BRANO SCELTO —

#####

Ma torniamo in riva alle acque del porto, è qui che mi si imprime un’immagine nella memoria, che sintetizza al meglio come ero prima di Genova.
È quasi notte, con le ultime luci rosa che si spengono dall’orizzonte sul mare, oltre i moli e le strutture del porto, davanti a me il piazzale ribolle, è pieno di gente, ci rendiamo conto di quanta gente c’è, di quanti siamo con una sensazione di energia di forza di allegria di spensieratezza che mi è rimasta dentro così come Manu Chao sul palco con il siciliano in giacca che l’accompagna (beh all’epoca Roy Paci non lo conoscevo così bene…) e Cippo che mi passa una canna per gustarmi ancora meglio la scena. Siamo qua, tutti uniti per cambiare le cose e …
STOP fine del quadro idilliaco.
Su Genova arriva un temporale con nuvole gonfie di pioggia che fanno allagare le tende e la notte allo stadio la si passa a scavare canalette nella terra per non far crollare le strutture.
E il giorno dopo ci sparano addosso.
Il giorno delle azioni dirette contro il vertice comincia con migliaia di persone che cercano di asciugare al timido sole del mattino e al vento del Tirreno tutto quello che la tempesta aveva inzuppato durante la notte. Sul terreno dello stadio è un brulicare di corpi al risveglio che iniziano ad essere avvolti dal nervosismo. In decine camminano scattosi tra le centinaia di tende, timidi funghi colorati, che hanno offerto un umido riparo all’esercito di straccioni.
La nostra tendopoli, perché qua treno dopo treno ormai siamo più di 70 dalla nostra città, è sovrastata da una storica bandiera del Che sui colori biancorossi, ricordo di un tifo ormai lontano, testimonianza di una presenza degli ultras sempre timidi prima a partecipare a manifestazioni, ma che oggi ci sono anche loro.

#####

LA RICHIESTA — Cita parola per parola dal brano su Genova il tratto che va da "Il giorno delle" fino a "all’esercito di straccioni.".

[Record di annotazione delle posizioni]
#####

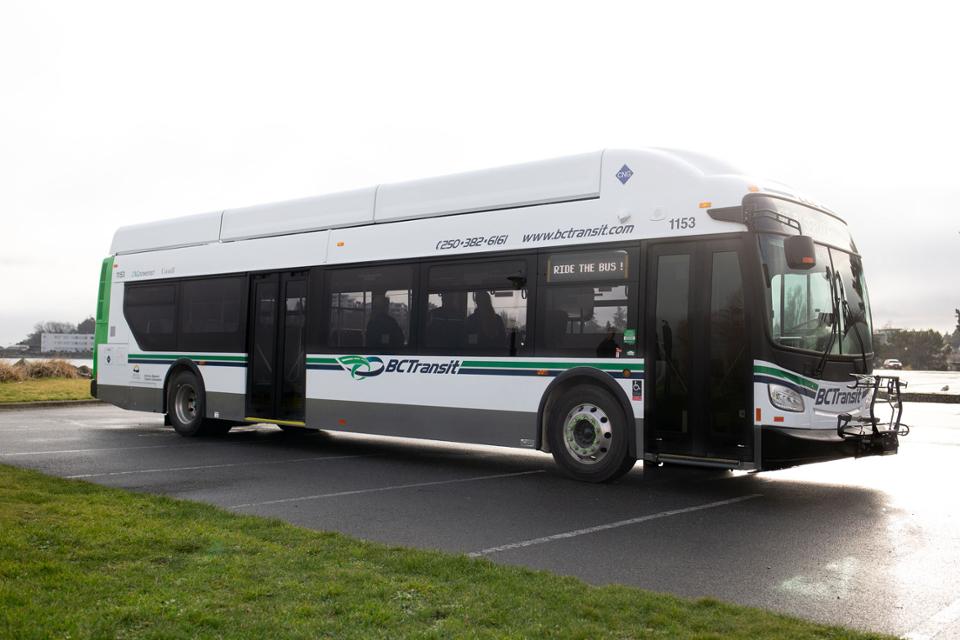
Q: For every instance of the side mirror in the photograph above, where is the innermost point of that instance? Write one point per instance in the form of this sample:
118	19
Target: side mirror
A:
800	252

#####

RISPOSTA SCRITTA —
Il giorno delle azioni dirette contro il vertice comincia con migliaia di persone che cercano di asciugare al timido sole del mattino e al vento del Tirreno tutto quello che la tempesta aveva inzuppato durante la notte. Sul terreno dello stadio è un brulicare di corpi al risveglio che iniziano ad essere avvolti dal nervosismo. In decine camminano scattosi tra le centinaia di tende, timidi funghi colorati, che hanno offerto un umido riparo all’esercito di straccioni.